→ Written instruction: Retype precisely the section of the data that starts at the line containing "[trace] <item>asphalt pavement</item>" and runs to its final line, ends included.

(Annotation records)

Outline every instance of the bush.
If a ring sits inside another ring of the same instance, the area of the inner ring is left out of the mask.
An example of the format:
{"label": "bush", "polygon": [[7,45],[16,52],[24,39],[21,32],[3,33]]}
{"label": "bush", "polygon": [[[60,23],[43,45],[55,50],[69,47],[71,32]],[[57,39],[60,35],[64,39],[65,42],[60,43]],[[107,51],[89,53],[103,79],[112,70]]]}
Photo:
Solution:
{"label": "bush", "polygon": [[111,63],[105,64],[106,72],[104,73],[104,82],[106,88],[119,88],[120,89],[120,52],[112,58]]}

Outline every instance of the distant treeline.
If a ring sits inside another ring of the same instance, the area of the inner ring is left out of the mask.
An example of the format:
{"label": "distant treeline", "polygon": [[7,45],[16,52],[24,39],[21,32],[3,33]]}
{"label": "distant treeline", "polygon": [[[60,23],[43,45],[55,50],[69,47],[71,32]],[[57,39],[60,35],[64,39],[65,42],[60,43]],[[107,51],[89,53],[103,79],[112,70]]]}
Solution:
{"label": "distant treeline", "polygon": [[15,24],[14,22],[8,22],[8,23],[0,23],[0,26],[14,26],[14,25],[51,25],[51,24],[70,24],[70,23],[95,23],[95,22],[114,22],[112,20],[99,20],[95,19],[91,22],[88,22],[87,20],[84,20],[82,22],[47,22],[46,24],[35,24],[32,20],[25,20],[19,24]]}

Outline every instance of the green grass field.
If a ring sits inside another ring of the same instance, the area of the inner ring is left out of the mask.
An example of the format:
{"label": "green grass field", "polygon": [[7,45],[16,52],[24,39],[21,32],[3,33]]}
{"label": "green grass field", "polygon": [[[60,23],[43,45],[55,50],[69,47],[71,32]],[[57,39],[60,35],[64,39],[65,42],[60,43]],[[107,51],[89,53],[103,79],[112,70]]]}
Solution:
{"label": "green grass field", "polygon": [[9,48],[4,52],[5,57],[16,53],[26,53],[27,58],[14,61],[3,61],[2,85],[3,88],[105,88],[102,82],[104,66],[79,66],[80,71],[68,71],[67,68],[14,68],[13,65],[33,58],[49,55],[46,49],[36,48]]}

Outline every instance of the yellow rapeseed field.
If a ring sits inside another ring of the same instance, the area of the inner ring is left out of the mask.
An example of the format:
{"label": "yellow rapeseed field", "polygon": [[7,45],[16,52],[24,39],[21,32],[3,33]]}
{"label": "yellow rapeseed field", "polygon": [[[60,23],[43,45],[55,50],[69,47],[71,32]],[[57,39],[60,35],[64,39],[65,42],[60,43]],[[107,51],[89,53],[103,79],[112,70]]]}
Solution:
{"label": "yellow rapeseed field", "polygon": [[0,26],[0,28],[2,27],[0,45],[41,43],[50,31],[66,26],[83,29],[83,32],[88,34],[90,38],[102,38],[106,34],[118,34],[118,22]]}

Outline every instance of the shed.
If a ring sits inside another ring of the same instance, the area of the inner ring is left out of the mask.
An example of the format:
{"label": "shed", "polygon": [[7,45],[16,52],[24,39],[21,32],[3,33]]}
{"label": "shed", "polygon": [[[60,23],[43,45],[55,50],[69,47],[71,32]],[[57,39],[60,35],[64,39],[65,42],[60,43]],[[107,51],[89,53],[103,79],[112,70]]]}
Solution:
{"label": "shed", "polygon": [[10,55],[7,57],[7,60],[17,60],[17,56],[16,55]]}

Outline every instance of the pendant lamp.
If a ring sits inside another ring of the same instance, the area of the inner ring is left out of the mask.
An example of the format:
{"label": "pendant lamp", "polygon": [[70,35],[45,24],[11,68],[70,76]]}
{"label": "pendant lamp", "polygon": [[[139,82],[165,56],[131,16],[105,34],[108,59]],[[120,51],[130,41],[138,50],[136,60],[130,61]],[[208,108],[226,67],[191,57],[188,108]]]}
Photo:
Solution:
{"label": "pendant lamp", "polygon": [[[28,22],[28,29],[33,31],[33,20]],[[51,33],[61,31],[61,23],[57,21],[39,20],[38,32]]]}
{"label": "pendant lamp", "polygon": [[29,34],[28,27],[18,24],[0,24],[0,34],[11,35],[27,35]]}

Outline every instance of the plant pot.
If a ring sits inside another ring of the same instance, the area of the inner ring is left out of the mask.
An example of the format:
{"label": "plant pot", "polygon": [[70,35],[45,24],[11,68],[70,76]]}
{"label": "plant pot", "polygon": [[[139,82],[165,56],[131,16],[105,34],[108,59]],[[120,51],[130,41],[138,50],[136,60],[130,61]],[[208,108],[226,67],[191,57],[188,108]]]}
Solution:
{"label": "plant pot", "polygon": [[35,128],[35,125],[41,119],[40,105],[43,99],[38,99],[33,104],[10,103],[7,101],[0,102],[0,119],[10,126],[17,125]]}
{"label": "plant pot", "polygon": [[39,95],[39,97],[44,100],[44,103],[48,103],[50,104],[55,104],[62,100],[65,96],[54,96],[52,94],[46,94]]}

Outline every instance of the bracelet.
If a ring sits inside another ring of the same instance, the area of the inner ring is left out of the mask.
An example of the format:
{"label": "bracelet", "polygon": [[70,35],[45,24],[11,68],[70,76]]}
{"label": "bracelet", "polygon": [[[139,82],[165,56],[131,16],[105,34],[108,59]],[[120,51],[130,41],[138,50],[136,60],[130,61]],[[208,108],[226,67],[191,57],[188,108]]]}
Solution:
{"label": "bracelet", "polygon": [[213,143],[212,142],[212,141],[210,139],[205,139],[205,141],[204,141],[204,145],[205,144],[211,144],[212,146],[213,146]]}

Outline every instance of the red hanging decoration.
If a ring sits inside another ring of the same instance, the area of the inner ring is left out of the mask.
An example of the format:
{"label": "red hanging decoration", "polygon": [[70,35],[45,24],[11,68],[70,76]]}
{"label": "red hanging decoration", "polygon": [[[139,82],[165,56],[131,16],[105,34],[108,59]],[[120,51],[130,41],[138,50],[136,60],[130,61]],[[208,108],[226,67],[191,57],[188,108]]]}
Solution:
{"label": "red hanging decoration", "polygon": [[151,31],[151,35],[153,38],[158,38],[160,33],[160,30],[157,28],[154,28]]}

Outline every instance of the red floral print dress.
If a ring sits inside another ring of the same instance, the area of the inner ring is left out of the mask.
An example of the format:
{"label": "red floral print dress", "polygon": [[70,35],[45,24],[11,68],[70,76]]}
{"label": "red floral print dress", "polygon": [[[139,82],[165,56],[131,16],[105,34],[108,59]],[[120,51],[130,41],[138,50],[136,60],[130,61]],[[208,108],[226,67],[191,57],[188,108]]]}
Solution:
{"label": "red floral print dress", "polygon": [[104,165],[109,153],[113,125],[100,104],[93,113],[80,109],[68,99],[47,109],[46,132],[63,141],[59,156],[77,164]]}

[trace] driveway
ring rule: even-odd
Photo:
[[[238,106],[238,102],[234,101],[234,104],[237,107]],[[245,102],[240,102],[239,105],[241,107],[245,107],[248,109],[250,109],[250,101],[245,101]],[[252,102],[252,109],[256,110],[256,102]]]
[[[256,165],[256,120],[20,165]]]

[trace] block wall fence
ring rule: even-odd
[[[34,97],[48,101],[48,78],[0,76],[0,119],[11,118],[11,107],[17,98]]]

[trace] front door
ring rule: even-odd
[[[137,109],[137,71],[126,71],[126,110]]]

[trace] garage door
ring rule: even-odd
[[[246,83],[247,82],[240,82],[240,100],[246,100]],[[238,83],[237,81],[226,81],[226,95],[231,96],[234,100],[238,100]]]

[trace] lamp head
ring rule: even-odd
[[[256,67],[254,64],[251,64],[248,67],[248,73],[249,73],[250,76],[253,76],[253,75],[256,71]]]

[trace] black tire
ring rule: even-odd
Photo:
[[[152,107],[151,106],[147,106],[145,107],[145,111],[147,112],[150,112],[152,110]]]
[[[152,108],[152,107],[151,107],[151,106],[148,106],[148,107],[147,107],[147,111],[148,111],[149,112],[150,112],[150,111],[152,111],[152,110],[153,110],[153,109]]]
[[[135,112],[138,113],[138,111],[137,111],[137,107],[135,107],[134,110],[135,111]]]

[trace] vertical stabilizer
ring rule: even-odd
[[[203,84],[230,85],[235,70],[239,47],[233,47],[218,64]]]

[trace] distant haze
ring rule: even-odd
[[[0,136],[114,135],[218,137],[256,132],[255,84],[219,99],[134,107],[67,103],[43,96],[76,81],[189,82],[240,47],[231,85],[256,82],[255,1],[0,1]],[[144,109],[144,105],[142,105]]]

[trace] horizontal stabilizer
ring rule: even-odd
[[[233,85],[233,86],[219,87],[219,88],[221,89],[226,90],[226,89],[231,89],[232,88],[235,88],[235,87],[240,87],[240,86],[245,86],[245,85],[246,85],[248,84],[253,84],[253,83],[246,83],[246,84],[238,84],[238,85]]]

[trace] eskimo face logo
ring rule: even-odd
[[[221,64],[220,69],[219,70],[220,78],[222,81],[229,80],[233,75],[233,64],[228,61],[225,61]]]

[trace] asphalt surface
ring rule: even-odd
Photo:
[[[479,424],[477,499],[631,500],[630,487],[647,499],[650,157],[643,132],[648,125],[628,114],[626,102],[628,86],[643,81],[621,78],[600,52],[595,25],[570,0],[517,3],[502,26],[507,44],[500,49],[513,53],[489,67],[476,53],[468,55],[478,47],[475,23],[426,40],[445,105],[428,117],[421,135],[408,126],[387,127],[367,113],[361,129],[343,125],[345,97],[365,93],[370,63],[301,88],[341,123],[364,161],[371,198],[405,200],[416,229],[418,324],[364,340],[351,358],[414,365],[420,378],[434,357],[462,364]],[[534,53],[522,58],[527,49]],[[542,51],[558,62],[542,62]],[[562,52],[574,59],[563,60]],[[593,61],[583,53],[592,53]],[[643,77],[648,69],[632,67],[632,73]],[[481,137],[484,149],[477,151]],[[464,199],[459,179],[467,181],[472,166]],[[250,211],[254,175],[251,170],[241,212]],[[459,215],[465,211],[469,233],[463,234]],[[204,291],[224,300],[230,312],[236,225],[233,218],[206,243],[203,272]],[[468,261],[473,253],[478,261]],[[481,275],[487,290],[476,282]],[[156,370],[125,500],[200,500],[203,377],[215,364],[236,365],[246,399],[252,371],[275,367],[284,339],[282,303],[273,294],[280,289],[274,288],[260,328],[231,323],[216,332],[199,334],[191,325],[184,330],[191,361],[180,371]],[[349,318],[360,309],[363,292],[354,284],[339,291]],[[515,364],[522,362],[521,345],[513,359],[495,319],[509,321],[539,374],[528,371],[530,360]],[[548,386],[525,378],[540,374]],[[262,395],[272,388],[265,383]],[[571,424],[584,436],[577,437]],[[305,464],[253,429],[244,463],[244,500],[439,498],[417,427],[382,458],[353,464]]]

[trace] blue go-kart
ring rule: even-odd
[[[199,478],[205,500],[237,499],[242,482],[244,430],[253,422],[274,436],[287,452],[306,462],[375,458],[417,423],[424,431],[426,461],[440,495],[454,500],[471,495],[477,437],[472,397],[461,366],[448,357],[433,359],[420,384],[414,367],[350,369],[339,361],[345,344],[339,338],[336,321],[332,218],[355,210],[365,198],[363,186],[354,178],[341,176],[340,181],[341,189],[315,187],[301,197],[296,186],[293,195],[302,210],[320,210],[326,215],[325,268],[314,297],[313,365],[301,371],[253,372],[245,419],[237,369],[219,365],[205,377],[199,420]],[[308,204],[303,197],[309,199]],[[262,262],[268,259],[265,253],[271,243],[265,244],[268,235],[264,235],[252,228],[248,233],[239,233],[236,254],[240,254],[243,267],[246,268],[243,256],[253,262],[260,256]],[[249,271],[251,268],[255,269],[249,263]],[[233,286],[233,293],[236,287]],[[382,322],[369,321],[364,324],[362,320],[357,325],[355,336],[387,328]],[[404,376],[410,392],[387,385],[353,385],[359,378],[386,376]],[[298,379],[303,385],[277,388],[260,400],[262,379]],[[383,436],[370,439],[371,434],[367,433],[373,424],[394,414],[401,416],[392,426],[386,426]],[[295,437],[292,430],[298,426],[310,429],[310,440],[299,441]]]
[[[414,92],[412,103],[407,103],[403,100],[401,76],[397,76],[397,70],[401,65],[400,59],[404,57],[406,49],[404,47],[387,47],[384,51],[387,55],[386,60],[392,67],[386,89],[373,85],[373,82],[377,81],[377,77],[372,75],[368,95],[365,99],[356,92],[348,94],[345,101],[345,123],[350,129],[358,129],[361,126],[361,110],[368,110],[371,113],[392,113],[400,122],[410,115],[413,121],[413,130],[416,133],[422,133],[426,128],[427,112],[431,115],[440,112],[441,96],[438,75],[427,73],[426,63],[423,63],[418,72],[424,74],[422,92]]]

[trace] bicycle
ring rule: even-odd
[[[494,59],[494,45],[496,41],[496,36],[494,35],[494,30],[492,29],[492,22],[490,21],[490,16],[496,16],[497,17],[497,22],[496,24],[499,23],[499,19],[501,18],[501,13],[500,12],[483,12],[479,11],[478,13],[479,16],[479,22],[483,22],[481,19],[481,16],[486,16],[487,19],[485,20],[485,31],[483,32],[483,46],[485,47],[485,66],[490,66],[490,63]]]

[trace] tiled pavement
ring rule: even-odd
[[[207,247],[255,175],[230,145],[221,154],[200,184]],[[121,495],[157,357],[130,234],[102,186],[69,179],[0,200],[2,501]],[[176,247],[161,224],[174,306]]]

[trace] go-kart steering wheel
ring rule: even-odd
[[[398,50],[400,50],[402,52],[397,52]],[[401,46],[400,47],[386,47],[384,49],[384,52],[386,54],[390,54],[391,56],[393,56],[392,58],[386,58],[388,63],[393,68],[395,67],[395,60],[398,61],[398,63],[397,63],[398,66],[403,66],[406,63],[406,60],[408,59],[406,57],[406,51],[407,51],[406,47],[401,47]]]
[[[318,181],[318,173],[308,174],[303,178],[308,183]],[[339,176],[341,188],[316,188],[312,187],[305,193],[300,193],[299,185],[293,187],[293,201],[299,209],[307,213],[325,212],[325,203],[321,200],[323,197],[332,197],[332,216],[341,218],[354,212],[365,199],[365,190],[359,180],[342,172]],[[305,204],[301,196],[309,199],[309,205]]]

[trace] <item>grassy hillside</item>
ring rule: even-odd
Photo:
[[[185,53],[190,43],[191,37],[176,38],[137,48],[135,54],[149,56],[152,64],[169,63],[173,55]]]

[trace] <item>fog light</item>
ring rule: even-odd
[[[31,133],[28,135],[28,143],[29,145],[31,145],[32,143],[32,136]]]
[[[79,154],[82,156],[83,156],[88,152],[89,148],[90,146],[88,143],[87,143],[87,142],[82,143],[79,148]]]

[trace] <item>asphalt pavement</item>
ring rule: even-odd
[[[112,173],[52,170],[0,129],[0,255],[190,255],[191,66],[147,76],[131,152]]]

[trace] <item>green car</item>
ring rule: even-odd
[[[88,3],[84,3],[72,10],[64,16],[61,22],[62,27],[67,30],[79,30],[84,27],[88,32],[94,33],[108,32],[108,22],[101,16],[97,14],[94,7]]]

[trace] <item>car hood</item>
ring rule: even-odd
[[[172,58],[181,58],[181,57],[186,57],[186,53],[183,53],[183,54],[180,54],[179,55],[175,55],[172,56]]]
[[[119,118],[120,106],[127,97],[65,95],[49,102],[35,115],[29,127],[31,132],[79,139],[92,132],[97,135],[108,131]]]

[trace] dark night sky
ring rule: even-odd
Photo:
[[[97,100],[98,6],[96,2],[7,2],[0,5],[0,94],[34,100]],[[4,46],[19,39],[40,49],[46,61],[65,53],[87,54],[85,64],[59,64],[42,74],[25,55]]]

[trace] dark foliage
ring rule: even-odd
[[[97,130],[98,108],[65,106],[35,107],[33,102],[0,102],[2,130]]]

→ Solution for this exercise:
[trace] <item>asphalt pavement</item>
ring rule: even-odd
[[[112,173],[52,170],[0,129],[0,255],[190,255],[191,66],[147,76],[131,152]]]

[trace] <item>green car</item>
ring rule: even-odd
[[[88,3],[84,3],[72,10],[64,16],[61,22],[62,27],[67,30],[79,30],[84,27],[88,32],[94,33],[108,32],[108,22],[101,16],[97,14],[94,7]]]

[trace] <item>car hood</item>
ring rule: even-odd
[[[172,58],[181,58],[181,57],[186,57],[186,53],[183,53],[183,54],[180,54],[179,55],[175,55],[172,56]]]
[[[119,118],[120,106],[127,97],[65,95],[49,102],[35,115],[29,127],[31,132],[79,139],[92,132],[97,135],[108,131]]]

[trace] dark night sky
ring rule: even-odd
Photo:
[[[97,100],[98,6],[96,2],[7,2],[0,5],[0,94],[34,100]],[[4,46],[19,39],[40,49],[46,61],[65,53],[87,54],[85,64],[59,64],[42,74],[25,55]]]

[trace] dark foliage
ring rule: even-odd
[[[97,130],[98,108],[65,106],[35,107],[33,102],[0,102],[2,130]]]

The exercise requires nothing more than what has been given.